#### [TO DO]
In the talk on startup equity, write out the part from "I mean, equity's" to "think about co-founders." word for word.

#### [PASSAGE TO READ]
+ + + + + + +
- How to think about startup equity.
I mean, equity's amazing.
Think about it, you can have incentivized teams.
You can have investors, which is cool.
But most entrepreneurs that are starting off,
they've never done this before,
and they're probably scared they're gonna look stupid
to the investors or that they give away too much
or that they really don't know how
to approach advisers or their team
or even think about co-founders.
That's what I wanna share with you guys in this video.
When I started off, I've been building businesses now
for 15 years, but it was only two companies ago
that I actually raised venture capital.
My company that did really well, Sphere Technologies,
I bootstrap, self-funded it.
Then, I moved to San Francisco, and I want to learn
about this world of equity and venture.
So, Flowtown was my first experience.
And the same challenges
that you're probably experiencing yourself was
I didn't know how much, how do we divvy it up,
how do we think about vesting,
and I did what most people did.
I listened to all the podcasts.
I read all the blog posts.
I bought a few really, really boring books.
Holy moly.
Investor VC books, they're the most...
I don't even, I still don't understand them.
So, what I wanna share with you guys in this video
is the simplest way to think...
Again, this is the base line.
There's always variations, plus or minus, whatever.
I'm just gonna give you my thoughts on it.
There's kind of four big buckets to think about
when you're giving away equity.
One is the founders.
The second is the team.
The third are the advisers to your business,
and then, the fourth is the fun ones,
those are the investors.
They give you money to build your dream.
So, how do you think about that?
Well, number one, I really think that it's
about the co-founders thinking about...
Again, after you raise your first round,
60% is kind of what's left over so that you have to split.
If you have no co-founders, cool.
That's all yours.
If you have three co-founders,
you split up three ways, right?
Again, 60% plus or minus five to 10% is kind of the range.
The next one is the team.
You've got early employees, people that supported you,
and the way I like to think about team
is if they needed a salary to work with you,
then maybe you don't wanna be too generous with your equity.
So, typically, that pool of equity is 10% for the team.
So, if you had to pay somebody 50, 60,000 a year,
you give them a couple percent equity,
and as per traditional, one year cliff,
which means if they leave within the first year,
they get nothing.
And this is true really for,
well, it could vary with the founders, but with the team,
they leave within they don't get nothing.
Then, it's monthly vests up to four years.
So, that 2%, they don't get the first quarter of it
until the first year, and then every month after that,
they give kinda the equivalent.
So, team is 10%.
You split it up amongst whoever you have.
+ + + + + + +
Entries for labeling object positions:
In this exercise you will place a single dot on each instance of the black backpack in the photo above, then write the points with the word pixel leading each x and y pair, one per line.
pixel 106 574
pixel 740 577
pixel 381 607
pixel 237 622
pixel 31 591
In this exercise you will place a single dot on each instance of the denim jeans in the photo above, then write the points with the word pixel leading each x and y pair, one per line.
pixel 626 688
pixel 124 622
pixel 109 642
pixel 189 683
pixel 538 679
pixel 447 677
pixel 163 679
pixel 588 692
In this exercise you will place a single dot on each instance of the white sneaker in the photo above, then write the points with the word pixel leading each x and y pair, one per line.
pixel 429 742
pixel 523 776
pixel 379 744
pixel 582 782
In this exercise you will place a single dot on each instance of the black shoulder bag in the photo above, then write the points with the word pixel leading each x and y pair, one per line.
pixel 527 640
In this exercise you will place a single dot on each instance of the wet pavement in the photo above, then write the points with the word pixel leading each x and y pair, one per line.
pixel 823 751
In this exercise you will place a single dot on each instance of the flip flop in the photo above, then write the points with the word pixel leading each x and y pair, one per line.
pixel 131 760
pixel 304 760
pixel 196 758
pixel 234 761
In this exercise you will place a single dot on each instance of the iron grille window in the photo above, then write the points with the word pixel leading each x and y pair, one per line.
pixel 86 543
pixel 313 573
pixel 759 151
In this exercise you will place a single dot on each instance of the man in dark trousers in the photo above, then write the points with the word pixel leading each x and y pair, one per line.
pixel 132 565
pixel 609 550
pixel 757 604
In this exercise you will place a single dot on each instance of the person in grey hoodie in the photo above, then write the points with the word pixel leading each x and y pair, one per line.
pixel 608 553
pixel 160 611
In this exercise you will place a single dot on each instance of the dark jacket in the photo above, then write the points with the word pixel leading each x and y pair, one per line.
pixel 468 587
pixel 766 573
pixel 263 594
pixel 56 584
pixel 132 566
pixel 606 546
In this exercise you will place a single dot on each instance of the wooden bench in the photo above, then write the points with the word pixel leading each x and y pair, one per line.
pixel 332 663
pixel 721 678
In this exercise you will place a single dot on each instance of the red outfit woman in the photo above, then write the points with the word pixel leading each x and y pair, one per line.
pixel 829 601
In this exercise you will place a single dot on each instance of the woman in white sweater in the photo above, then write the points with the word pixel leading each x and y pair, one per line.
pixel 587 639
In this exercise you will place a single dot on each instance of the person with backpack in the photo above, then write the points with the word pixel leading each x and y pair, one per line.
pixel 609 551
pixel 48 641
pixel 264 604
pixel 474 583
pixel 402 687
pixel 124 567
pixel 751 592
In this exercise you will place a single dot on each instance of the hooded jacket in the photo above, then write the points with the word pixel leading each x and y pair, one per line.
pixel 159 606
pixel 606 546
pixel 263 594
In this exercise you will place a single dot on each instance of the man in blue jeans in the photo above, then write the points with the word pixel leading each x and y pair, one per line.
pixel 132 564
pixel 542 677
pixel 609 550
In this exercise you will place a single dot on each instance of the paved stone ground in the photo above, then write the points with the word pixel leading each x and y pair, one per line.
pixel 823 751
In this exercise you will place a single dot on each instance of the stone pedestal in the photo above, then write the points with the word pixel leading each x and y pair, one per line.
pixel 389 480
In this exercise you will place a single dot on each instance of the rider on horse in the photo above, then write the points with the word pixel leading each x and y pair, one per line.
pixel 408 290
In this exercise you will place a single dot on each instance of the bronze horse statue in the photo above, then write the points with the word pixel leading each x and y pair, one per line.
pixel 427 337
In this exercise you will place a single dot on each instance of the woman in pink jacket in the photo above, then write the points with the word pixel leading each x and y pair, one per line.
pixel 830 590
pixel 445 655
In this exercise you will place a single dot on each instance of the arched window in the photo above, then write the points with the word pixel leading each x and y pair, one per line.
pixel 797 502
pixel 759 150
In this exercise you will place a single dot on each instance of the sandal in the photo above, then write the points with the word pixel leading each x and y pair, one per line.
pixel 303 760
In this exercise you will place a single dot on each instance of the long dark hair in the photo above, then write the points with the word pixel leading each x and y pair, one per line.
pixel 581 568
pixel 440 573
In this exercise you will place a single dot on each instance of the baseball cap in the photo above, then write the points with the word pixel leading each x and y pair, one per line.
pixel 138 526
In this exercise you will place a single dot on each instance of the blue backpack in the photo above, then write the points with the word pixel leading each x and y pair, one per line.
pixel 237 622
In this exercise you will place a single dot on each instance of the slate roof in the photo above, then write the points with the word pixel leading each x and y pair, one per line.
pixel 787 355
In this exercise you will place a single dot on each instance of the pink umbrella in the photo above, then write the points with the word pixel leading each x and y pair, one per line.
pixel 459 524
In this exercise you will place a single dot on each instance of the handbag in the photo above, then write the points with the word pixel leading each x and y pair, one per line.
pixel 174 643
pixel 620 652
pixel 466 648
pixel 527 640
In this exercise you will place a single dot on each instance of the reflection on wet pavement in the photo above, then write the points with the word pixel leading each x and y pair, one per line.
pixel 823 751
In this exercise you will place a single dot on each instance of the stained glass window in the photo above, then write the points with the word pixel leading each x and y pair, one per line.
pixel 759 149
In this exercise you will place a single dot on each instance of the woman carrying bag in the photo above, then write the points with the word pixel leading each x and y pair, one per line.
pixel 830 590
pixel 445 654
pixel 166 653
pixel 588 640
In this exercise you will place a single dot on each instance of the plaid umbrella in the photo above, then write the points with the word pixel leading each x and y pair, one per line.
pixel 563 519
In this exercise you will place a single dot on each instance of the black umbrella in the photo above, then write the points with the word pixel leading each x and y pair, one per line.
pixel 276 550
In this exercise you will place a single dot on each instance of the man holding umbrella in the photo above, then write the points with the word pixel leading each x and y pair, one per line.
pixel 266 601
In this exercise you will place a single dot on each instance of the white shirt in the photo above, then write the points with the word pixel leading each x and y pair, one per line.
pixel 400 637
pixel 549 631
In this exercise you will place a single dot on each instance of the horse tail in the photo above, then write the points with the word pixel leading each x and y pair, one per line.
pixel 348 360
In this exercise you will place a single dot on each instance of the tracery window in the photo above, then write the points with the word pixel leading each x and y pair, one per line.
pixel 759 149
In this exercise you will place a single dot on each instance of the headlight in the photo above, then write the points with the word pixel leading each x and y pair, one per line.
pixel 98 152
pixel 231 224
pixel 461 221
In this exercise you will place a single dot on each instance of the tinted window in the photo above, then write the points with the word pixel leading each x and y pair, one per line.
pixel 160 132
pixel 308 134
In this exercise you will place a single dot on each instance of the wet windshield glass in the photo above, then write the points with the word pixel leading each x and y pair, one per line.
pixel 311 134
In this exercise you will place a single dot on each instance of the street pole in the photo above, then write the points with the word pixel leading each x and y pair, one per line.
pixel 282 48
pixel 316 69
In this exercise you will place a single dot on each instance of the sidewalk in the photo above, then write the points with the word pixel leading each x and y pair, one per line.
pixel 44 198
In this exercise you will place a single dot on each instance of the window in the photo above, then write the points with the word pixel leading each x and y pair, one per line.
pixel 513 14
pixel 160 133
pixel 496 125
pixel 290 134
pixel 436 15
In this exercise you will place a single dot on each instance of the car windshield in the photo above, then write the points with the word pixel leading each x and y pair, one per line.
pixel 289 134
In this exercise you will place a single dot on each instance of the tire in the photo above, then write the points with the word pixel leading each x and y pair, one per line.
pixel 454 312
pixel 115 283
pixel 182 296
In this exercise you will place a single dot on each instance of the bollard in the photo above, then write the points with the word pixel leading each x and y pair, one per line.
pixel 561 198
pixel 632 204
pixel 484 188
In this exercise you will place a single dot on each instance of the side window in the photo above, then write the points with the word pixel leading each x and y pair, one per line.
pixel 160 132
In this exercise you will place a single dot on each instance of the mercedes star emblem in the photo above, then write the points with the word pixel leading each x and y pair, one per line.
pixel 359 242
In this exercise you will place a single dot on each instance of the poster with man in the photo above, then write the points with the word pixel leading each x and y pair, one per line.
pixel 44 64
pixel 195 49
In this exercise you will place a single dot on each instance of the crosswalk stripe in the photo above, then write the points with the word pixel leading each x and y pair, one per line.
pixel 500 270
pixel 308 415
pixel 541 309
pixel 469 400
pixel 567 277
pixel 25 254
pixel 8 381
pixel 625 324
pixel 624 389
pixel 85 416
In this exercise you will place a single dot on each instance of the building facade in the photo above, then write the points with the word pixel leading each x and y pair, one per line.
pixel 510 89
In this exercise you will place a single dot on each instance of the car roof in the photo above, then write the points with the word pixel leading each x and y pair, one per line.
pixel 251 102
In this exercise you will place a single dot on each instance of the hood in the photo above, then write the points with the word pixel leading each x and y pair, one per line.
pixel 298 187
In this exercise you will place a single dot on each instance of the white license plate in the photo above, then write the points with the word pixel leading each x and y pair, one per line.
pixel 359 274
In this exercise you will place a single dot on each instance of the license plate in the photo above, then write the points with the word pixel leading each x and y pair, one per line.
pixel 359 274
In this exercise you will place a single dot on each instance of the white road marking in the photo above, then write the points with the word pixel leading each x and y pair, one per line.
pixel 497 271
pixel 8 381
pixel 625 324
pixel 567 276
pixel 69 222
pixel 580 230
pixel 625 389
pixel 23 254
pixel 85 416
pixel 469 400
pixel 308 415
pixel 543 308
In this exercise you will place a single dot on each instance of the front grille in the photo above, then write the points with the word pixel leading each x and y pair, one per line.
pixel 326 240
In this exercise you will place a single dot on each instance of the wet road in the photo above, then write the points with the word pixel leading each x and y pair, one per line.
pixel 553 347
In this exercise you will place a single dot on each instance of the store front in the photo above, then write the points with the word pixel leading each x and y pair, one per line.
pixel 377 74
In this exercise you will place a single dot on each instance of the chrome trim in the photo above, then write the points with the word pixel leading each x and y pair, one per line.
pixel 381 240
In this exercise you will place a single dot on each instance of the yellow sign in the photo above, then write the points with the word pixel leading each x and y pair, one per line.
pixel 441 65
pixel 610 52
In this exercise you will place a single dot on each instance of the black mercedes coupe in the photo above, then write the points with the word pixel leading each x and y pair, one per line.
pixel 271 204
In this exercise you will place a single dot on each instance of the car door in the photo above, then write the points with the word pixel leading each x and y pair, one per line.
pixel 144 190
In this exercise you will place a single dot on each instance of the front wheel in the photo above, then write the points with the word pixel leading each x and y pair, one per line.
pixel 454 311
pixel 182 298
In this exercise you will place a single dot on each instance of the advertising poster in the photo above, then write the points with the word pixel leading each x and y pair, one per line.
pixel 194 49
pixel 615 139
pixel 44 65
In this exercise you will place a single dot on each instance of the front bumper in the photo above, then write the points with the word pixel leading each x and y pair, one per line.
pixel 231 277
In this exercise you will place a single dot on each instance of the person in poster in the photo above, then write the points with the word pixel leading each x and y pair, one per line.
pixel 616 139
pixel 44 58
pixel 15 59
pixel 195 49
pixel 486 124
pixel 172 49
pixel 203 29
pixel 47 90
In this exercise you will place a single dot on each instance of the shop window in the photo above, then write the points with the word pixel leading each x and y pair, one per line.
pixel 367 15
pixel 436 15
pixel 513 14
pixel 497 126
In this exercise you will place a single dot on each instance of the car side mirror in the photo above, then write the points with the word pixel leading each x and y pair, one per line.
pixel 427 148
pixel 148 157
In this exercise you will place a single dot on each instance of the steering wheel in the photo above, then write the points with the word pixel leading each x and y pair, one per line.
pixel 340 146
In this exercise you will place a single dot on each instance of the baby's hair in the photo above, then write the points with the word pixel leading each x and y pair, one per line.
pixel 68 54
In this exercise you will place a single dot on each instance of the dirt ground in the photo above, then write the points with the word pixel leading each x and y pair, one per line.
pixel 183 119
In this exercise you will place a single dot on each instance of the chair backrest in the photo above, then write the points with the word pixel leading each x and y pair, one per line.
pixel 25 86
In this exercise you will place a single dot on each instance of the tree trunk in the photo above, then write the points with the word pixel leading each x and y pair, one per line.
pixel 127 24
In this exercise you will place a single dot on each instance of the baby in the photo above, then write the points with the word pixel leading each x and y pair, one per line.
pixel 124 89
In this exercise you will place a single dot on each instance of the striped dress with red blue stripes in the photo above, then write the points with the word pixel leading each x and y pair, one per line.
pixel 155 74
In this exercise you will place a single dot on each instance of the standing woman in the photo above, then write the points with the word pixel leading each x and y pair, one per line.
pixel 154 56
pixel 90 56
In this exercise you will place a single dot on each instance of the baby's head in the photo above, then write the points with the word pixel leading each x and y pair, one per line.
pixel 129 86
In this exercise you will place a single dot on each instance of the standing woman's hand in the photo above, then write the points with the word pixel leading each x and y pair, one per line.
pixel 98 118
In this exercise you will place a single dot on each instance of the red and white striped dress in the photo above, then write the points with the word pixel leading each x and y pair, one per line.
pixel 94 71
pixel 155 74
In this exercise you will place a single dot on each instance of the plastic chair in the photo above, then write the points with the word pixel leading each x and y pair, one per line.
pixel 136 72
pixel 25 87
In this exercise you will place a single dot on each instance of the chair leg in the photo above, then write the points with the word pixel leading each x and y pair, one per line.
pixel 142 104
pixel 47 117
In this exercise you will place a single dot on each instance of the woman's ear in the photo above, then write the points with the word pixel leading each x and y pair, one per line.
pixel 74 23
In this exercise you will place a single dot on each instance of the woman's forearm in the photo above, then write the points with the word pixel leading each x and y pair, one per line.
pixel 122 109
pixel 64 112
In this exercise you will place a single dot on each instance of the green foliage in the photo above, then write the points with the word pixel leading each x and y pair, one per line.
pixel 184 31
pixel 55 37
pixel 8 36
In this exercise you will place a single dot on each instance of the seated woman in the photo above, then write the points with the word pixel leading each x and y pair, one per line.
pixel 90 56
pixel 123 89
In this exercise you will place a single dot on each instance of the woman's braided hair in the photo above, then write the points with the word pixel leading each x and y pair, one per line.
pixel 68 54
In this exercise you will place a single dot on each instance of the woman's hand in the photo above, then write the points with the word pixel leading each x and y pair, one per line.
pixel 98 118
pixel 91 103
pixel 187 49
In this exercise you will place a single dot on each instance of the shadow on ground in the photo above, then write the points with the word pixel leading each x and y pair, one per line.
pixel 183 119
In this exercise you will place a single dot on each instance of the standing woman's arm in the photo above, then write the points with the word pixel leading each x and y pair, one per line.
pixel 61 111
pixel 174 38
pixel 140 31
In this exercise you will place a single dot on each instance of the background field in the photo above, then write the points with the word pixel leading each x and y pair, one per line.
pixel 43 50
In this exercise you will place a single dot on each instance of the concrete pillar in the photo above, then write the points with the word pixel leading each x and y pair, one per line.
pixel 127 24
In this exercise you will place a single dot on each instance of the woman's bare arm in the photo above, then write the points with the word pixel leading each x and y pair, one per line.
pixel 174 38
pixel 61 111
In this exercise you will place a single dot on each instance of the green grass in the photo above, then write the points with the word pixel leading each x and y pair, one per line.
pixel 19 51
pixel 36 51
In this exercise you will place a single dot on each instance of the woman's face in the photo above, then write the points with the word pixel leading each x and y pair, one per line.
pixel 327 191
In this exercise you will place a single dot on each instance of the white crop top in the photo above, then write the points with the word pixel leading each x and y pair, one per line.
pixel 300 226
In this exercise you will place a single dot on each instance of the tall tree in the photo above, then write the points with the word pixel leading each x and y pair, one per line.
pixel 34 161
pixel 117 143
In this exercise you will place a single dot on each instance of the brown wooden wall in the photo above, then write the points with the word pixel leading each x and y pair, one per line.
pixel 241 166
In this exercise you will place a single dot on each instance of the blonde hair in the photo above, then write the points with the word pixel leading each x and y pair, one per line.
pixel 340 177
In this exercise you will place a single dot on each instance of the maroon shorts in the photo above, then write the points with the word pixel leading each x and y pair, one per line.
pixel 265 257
+ + + + + + +
#### [TASK SOLUTION]
I mean, equity's amazing.
Think about it, you can have incentivized teams.
You can have investors, which is cool.
But most entrepreneurs that are starting off,
they've never done this before,
and they're probably scared they're gonna look stupid
to the investors or that they give away too much
or that they really don't know how
to approach advisers or their team
or even think about co-founders.